## Required work
Filter the listing below and copy out every line that contains the string "tree". The match is case-sensitive.

## Data extract

——————

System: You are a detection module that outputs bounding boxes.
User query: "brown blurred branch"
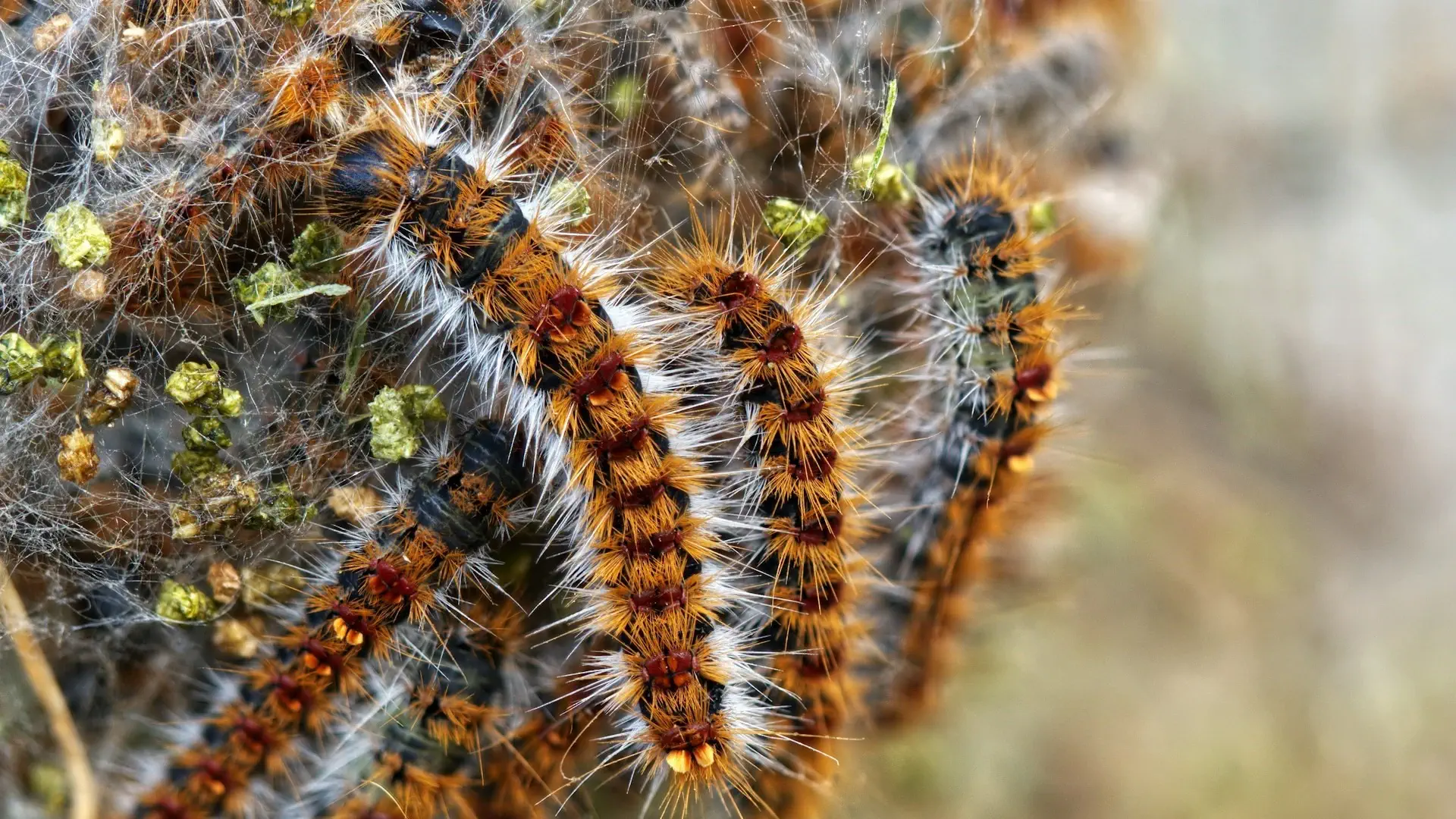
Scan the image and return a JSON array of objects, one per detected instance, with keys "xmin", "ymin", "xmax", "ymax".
[{"xmin": 0, "ymin": 558, "xmax": 96, "ymax": 819}]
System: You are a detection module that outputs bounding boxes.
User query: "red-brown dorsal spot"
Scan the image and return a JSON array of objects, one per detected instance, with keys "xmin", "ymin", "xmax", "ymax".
[
  {"xmin": 1016, "ymin": 364, "xmax": 1051, "ymax": 391},
  {"xmin": 642, "ymin": 650, "xmax": 698, "ymax": 688},
  {"xmin": 798, "ymin": 580, "xmax": 842, "ymax": 613},
  {"xmin": 571, "ymin": 353, "xmax": 629, "ymax": 406},
  {"xmin": 789, "ymin": 449, "xmax": 839, "ymax": 481},
  {"xmin": 658, "ymin": 723, "xmax": 718, "ymax": 751},
  {"xmin": 597, "ymin": 416, "xmax": 652, "ymax": 460},
  {"xmin": 233, "ymin": 717, "xmax": 274, "ymax": 754},
  {"xmin": 611, "ymin": 478, "xmax": 667, "ymax": 512},
  {"xmin": 714, "ymin": 270, "xmax": 758, "ymax": 313},
  {"xmin": 758, "ymin": 324, "xmax": 804, "ymax": 364},
  {"xmin": 783, "ymin": 392, "xmax": 824, "ymax": 424},
  {"xmin": 532, "ymin": 284, "xmax": 592, "ymax": 343},
  {"xmin": 630, "ymin": 586, "xmax": 687, "ymax": 615},
  {"xmin": 192, "ymin": 756, "xmax": 230, "ymax": 795},
  {"xmin": 268, "ymin": 673, "xmax": 312, "ymax": 714},
  {"xmin": 299, "ymin": 637, "xmax": 344, "ymax": 676},
  {"xmin": 366, "ymin": 557, "xmax": 419, "ymax": 603},
  {"xmin": 623, "ymin": 529, "xmax": 682, "ymax": 560},
  {"xmin": 793, "ymin": 514, "xmax": 845, "ymax": 547}
]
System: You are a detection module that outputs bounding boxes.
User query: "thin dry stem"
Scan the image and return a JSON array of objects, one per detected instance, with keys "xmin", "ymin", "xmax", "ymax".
[{"xmin": 0, "ymin": 558, "xmax": 96, "ymax": 819}]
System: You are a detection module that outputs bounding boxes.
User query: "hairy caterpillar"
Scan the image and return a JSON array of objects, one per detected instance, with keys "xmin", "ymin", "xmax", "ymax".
[
  {"xmin": 317, "ymin": 100, "xmax": 766, "ymax": 799},
  {"xmin": 883, "ymin": 158, "xmax": 1068, "ymax": 718},
  {"xmin": 649, "ymin": 223, "xmax": 864, "ymax": 816},
  {"xmin": 136, "ymin": 422, "xmax": 526, "ymax": 819},
  {"xmin": 309, "ymin": 601, "xmax": 530, "ymax": 819}
]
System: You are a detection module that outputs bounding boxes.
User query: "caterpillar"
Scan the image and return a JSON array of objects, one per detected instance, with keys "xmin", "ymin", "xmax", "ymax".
[
  {"xmin": 317, "ymin": 103, "xmax": 767, "ymax": 800},
  {"xmin": 648, "ymin": 221, "xmax": 864, "ymax": 816},
  {"xmin": 881, "ymin": 158, "xmax": 1070, "ymax": 720},
  {"xmin": 134, "ymin": 422, "xmax": 527, "ymax": 819},
  {"xmin": 304, "ymin": 601, "xmax": 529, "ymax": 819}
]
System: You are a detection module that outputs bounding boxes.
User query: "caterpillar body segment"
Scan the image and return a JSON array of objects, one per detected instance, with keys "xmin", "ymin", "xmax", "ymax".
[
  {"xmin": 317, "ymin": 102, "xmax": 767, "ymax": 794},
  {"xmin": 134, "ymin": 422, "xmax": 529, "ymax": 819},
  {"xmin": 881, "ymin": 158, "xmax": 1073, "ymax": 720},
  {"xmin": 304, "ymin": 601, "xmax": 537, "ymax": 819},
  {"xmin": 648, "ymin": 218, "xmax": 868, "ymax": 816}
]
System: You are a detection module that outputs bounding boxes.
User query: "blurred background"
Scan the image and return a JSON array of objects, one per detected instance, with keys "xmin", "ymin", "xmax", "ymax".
[{"xmin": 843, "ymin": 0, "xmax": 1456, "ymax": 819}]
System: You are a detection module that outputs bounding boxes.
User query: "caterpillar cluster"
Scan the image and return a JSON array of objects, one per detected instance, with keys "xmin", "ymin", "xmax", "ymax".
[
  {"xmin": 651, "ymin": 226, "xmax": 864, "ymax": 816},
  {"xmin": 868, "ymin": 163, "xmax": 1068, "ymax": 718},
  {"xmin": 0, "ymin": 0, "xmax": 1133, "ymax": 819},
  {"xmin": 136, "ymin": 424, "xmax": 526, "ymax": 819},
  {"xmin": 326, "ymin": 96, "xmax": 766, "ymax": 794}
]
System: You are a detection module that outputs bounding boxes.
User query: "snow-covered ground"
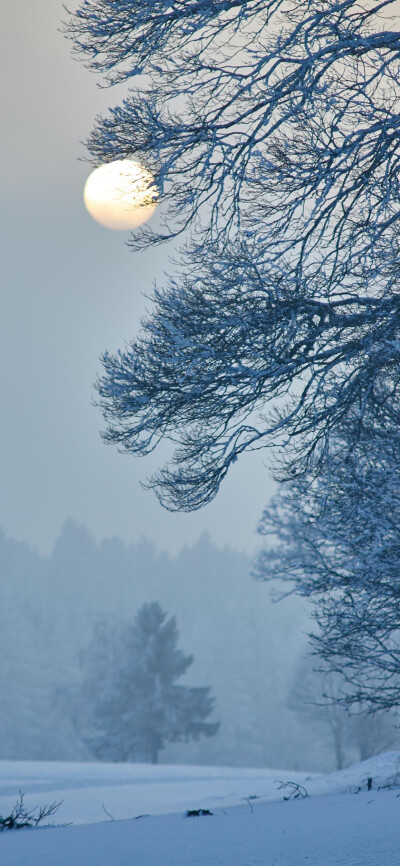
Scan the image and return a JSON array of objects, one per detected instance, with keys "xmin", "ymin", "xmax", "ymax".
[{"xmin": 0, "ymin": 752, "xmax": 400, "ymax": 866}]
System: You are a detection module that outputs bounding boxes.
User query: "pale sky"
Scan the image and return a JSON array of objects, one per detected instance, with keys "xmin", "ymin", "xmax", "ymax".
[{"xmin": 0, "ymin": 0, "xmax": 272, "ymax": 552}]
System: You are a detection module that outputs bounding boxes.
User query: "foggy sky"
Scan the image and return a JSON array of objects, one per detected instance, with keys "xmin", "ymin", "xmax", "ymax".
[{"xmin": 0, "ymin": 0, "xmax": 273, "ymax": 551}]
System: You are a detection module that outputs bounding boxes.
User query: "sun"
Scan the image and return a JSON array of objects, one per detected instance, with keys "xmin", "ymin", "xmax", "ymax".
[{"xmin": 83, "ymin": 159, "xmax": 157, "ymax": 231}]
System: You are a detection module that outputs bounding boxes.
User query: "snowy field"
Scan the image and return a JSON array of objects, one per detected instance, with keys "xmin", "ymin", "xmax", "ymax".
[{"xmin": 0, "ymin": 752, "xmax": 400, "ymax": 866}]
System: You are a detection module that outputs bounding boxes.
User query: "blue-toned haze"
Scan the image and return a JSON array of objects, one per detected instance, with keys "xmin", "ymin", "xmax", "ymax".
[{"xmin": 0, "ymin": 0, "xmax": 271, "ymax": 551}]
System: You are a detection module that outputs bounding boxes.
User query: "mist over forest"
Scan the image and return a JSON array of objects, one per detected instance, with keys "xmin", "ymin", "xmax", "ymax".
[{"xmin": 0, "ymin": 520, "xmax": 397, "ymax": 770}]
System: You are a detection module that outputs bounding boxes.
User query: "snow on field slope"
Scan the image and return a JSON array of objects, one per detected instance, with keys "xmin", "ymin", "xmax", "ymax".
[{"xmin": 0, "ymin": 752, "xmax": 400, "ymax": 866}]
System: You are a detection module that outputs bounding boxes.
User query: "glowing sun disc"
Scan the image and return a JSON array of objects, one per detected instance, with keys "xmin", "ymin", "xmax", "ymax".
[{"xmin": 83, "ymin": 159, "xmax": 157, "ymax": 231}]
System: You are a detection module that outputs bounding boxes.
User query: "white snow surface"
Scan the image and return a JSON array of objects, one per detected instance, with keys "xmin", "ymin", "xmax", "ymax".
[{"xmin": 0, "ymin": 752, "xmax": 400, "ymax": 866}]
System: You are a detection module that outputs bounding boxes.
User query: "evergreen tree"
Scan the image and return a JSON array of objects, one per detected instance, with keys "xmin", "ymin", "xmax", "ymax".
[{"xmin": 83, "ymin": 602, "xmax": 219, "ymax": 764}]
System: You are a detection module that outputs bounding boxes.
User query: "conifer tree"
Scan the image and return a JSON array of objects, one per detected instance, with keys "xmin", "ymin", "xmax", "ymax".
[{"xmin": 84, "ymin": 602, "xmax": 219, "ymax": 764}]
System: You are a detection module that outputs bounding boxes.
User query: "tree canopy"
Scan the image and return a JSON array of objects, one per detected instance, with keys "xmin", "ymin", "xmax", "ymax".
[{"xmin": 66, "ymin": 0, "xmax": 400, "ymax": 510}]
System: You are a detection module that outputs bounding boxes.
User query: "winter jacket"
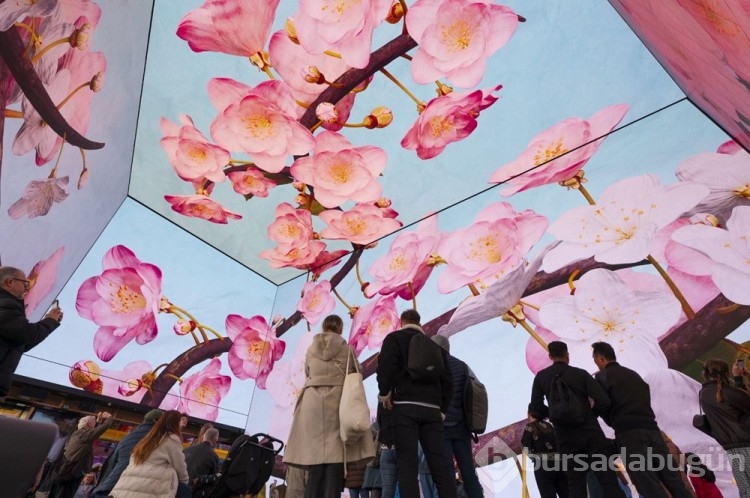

——————

## Written reply
User query: "evergreen tree"
User query: "conifer tree"
User query: "tree canopy"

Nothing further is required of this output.